▶ Given instruction:
Return every one of the rows below word for word, changing and leaving out nothing.

──────────────────────────────

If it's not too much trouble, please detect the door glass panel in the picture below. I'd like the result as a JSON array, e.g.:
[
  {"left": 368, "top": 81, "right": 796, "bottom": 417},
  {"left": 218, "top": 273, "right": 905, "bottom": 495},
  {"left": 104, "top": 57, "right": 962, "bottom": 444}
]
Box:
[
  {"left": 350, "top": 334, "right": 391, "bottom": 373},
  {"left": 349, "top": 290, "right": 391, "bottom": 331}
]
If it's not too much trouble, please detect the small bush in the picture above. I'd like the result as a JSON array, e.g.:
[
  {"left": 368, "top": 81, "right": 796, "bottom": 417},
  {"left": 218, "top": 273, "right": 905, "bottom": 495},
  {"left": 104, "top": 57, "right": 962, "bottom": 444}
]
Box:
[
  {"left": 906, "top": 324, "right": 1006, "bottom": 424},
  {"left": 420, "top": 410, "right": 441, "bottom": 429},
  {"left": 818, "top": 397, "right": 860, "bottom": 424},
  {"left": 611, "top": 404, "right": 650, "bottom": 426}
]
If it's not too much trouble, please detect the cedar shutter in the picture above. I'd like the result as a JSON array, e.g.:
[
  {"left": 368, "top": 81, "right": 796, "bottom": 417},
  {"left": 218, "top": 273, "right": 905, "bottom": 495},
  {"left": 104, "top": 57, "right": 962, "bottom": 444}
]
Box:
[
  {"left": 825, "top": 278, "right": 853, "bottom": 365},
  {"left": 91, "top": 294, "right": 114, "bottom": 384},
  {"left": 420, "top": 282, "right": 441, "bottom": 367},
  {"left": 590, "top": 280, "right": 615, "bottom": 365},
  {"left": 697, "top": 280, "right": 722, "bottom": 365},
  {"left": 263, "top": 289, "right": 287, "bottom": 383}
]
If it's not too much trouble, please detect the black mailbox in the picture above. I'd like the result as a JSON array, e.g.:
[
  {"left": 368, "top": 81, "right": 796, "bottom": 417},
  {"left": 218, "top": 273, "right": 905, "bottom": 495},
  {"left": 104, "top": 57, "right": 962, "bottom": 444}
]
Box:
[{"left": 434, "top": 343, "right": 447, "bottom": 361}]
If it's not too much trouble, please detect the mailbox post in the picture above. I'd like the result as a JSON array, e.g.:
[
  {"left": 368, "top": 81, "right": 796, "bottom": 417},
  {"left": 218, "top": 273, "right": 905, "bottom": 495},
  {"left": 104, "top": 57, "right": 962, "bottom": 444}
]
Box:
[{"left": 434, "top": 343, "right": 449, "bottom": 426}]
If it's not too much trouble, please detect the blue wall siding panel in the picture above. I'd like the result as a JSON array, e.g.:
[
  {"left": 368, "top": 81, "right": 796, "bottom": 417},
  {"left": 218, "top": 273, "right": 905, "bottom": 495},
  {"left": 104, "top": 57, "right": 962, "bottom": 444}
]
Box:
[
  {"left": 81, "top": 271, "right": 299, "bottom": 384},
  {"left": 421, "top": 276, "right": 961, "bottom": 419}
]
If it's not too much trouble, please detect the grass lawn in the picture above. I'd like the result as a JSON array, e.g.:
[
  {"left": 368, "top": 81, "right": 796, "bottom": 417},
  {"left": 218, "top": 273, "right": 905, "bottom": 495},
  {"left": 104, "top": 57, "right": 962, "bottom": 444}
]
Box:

──────────────────────────────

▶ Result of the task:
If it's not too much trouble, please detect the door glass panel in the picture below. I'd like the result as a JSON array, e.g.:
[
  {"left": 368, "top": 81, "right": 796, "bottom": 417},
  {"left": 218, "top": 273, "right": 905, "bottom": 495},
  {"left": 104, "top": 57, "right": 962, "bottom": 444}
]
Box:
[
  {"left": 350, "top": 334, "right": 391, "bottom": 373},
  {"left": 349, "top": 290, "right": 391, "bottom": 331}
]
If it's not too much trouble, please detect the small bush in the picture above. I'd like the result as a JSON array, e.g.:
[
  {"left": 368, "top": 81, "right": 796, "bottom": 417},
  {"left": 218, "top": 273, "right": 905, "bottom": 495},
  {"left": 104, "top": 57, "right": 962, "bottom": 444}
]
Box:
[
  {"left": 906, "top": 324, "right": 1006, "bottom": 424},
  {"left": 420, "top": 410, "right": 441, "bottom": 429},
  {"left": 818, "top": 397, "right": 860, "bottom": 424},
  {"left": 611, "top": 404, "right": 650, "bottom": 426}
]
If it's not too much trouble, please detect the cedar shutter in the picture above. I'd like the result as a JSON array, e.g.:
[
  {"left": 368, "top": 81, "right": 796, "bottom": 417},
  {"left": 218, "top": 273, "right": 905, "bottom": 495},
  {"left": 104, "top": 57, "right": 962, "bottom": 444}
]
Box:
[
  {"left": 825, "top": 278, "right": 853, "bottom": 365},
  {"left": 91, "top": 294, "right": 114, "bottom": 384},
  {"left": 420, "top": 282, "right": 441, "bottom": 367},
  {"left": 590, "top": 280, "right": 615, "bottom": 365},
  {"left": 697, "top": 280, "right": 722, "bottom": 365},
  {"left": 263, "top": 289, "right": 287, "bottom": 383}
]
If it's not too much trouble, please detect the black mailbox in the picture above. I'd like the result as a JSON array, e.g.:
[
  {"left": 368, "top": 81, "right": 796, "bottom": 417},
  {"left": 218, "top": 273, "right": 905, "bottom": 495},
  {"left": 104, "top": 57, "right": 962, "bottom": 444}
]
Box:
[{"left": 434, "top": 343, "right": 447, "bottom": 361}]
If it's not too much trouble, please detect the mailbox post in the picture above. I'd like the result as a JSON array, e.g.:
[
  {"left": 368, "top": 81, "right": 796, "bottom": 417},
  {"left": 218, "top": 273, "right": 905, "bottom": 495},
  {"left": 104, "top": 57, "right": 962, "bottom": 444}
]
Box:
[{"left": 434, "top": 343, "right": 449, "bottom": 426}]
If it's not too much trouble, please detect the blue wall siding panel in the picture above. I'd like the result as a JSON array, e.g.:
[
  {"left": 368, "top": 81, "right": 796, "bottom": 417},
  {"left": 218, "top": 273, "right": 905, "bottom": 495},
  {"left": 104, "top": 57, "right": 962, "bottom": 444}
]
Box:
[
  {"left": 81, "top": 271, "right": 299, "bottom": 384},
  {"left": 421, "top": 276, "right": 961, "bottom": 419}
]
If it's not too much trouble, please detect the grass lawn in the picture above. I'd like the result as a JSON array, e.g.:
[
  {"left": 368, "top": 81, "right": 796, "bottom": 417},
  {"left": 218, "top": 273, "right": 905, "bottom": 495},
  {"left": 104, "top": 57, "right": 962, "bottom": 444}
]
Box:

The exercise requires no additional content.